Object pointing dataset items
<<<<
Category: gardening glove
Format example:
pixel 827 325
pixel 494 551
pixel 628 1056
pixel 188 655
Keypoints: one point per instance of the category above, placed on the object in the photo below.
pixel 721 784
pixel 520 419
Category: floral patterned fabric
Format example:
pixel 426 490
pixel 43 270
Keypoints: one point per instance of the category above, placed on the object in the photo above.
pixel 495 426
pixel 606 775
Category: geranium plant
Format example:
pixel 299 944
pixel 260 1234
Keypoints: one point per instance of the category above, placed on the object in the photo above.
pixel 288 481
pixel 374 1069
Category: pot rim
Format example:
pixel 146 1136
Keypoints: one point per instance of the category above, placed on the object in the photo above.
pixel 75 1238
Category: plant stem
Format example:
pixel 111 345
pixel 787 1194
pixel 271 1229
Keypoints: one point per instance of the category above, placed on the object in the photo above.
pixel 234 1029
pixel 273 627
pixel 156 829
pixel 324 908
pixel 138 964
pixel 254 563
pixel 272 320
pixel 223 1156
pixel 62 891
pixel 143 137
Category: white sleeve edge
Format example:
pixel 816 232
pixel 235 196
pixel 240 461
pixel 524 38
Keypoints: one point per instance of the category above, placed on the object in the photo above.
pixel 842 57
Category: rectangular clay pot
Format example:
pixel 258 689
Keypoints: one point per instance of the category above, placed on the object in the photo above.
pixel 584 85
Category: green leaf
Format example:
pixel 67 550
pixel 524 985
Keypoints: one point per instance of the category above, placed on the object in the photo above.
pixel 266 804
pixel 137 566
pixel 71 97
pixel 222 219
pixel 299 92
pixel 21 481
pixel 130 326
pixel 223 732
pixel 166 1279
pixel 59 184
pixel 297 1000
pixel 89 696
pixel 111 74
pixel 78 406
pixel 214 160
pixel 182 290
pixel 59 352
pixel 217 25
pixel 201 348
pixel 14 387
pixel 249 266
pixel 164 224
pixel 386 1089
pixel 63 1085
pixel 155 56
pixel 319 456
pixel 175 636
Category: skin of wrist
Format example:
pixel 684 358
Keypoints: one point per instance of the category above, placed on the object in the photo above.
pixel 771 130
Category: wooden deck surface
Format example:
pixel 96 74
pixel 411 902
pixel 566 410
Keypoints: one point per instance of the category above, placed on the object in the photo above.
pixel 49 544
>>>>
--- Given instruction ---
Can you write out the items from the line with "Category: pot rim" up to and including the line with "pixel 143 137", swapping "plant stem" for "flower stalk" and keeping everything else the same?

--- Written response ---
Category: pot rim
Format example:
pixel 146 1136
Keypoints: one point per instance of the category above, placed on the object in the photo above.
pixel 75 1238
Category: flower stalk
Format example:
pixel 111 345
pixel 787 1194
pixel 271 1229
Keypoints: one point per instance of the category above, placed on the object in the photo above.
pixel 234 1029
pixel 273 627
pixel 156 829
pixel 324 908
pixel 138 964
pixel 254 563
pixel 272 320
pixel 223 1156
pixel 62 891
pixel 143 137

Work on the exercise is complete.